>>>>
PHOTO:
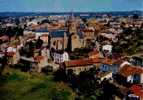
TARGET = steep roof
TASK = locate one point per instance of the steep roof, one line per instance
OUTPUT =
(81, 62)
(128, 70)
(137, 90)
(58, 33)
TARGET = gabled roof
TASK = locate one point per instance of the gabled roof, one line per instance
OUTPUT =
(137, 90)
(59, 33)
(128, 70)
(81, 62)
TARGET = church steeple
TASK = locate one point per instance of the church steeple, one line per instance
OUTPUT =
(72, 25)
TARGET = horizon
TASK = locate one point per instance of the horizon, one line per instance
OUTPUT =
(70, 6)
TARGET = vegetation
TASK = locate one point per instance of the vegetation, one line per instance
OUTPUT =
(16, 85)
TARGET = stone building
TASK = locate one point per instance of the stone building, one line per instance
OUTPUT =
(59, 39)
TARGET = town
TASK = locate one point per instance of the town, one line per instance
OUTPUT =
(97, 57)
<<<<
- _WORK TO COMPLETE_: Here the job is to set down exactly the lines of the material above that fall between the one with "TASK = locate one point per instance of the gabled" and the one with "TARGET = town", inclusive, and nothing beyond them.

- _SOLUTION TO THE EXERCISE_:
TASK = locate one point per instance of the gabled roof, one line per instance
OUTPUT =
(137, 90)
(59, 33)
(128, 70)
(81, 62)
TARGET = church steeple
TASK = locate one point per instance of the church steeple, one line per instance
OUTPUT =
(72, 25)
TARGET = horizon
TASK = locate one point per instance of the horizon, one line per instance
OUTPUT =
(70, 6)
TARGET = vegetation
TASK = locate one point per instance of the vegetation, one line per instance
OUTPUT =
(16, 85)
TARGET = stone building
TASK = locate one point per instance of the stone building, one line per instance
OUTPUT =
(59, 39)
TARGET = town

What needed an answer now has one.